Reproduce, without alteration, every line of the data; exclude the images.
Segment Start: Data listing
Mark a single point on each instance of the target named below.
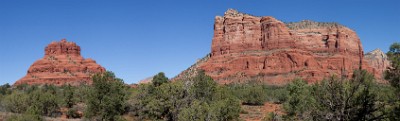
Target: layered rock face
(246, 47)
(378, 62)
(61, 64)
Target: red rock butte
(246, 47)
(61, 64)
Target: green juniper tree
(107, 98)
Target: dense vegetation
(201, 98)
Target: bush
(16, 102)
(159, 79)
(106, 98)
(199, 98)
(24, 117)
(72, 113)
(298, 101)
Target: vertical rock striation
(246, 47)
(61, 64)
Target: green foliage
(16, 102)
(393, 75)
(198, 111)
(159, 79)
(72, 113)
(68, 96)
(336, 99)
(203, 87)
(45, 102)
(5, 89)
(106, 98)
(298, 101)
(254, 95)
(25, 117)
(200, 98)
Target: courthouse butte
(61, 64)
(246, 47)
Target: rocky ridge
(61, 64)
(246, 47)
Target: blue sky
(137, 39)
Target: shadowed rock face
(61, 64)
(378, 62)
(246, 47)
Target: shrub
(106, 98)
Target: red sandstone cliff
(378, 62)
(61, 64)
(246, 47)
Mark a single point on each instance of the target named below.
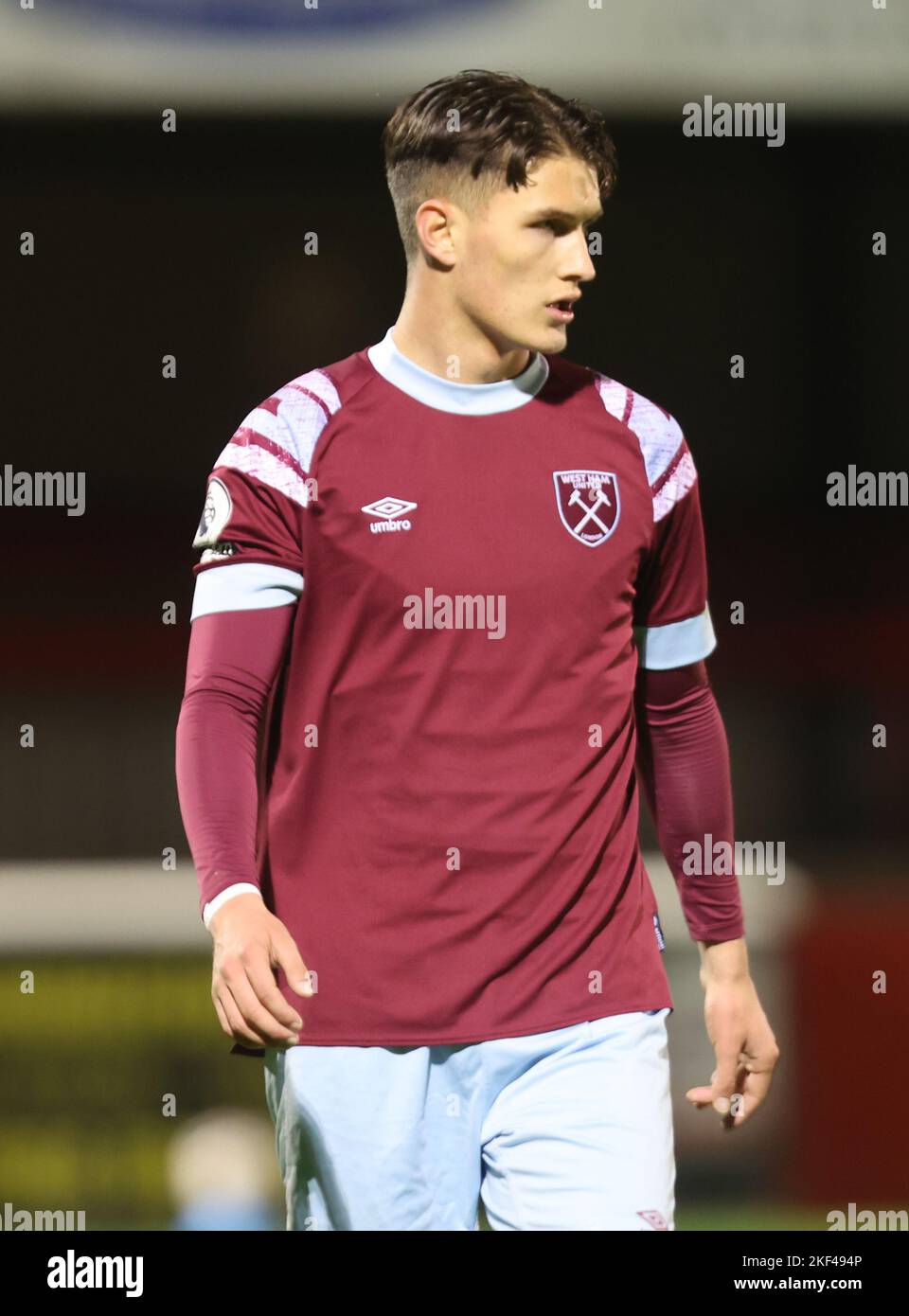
Segment End: Data listing
- _Result of the task_:
Mark a single point on each instance of the target named below.
Target: layered rock face
(246, 47)
(378, 62)
(61, 64)
Target: red rock butte
(246, 47)
(61, 64)
Target: green juniper tree
(107, 98)
Target: dense vegetation
(201, 98)
Target: bush
(16, 102)
(159, 79)
(106, 98)
(199, 98)
(24, 117)
(72, 113)
(298, 101)
Target: vertical rock striation
(246, 47)
(61, 64)
Target: green foliage
(16, 102)
(393, 75)
(198, 111)
(159, 79)
(72, 113)
(68, 96)
(336, 99)
(203, 87)
(45, 102)
(5, 89)
(106, 98)
(298, 101)
(254, 95)
(25, 117)
(200, 98)
Target: courthouse butte
(61, 64)
(246, 47)
Target: rocky ridge
(61, 64)
(246, 47)
Target: blue sky
(137, 39)
Target: shadowed rock face
(61, 64)
(378, 62)
(246, 47)
Target: shrub
(106, 98)
Target: red sandstone cliff
(378, 62)
(61, 64)
(246, 47)
Mark a single point on each instance of the target named below.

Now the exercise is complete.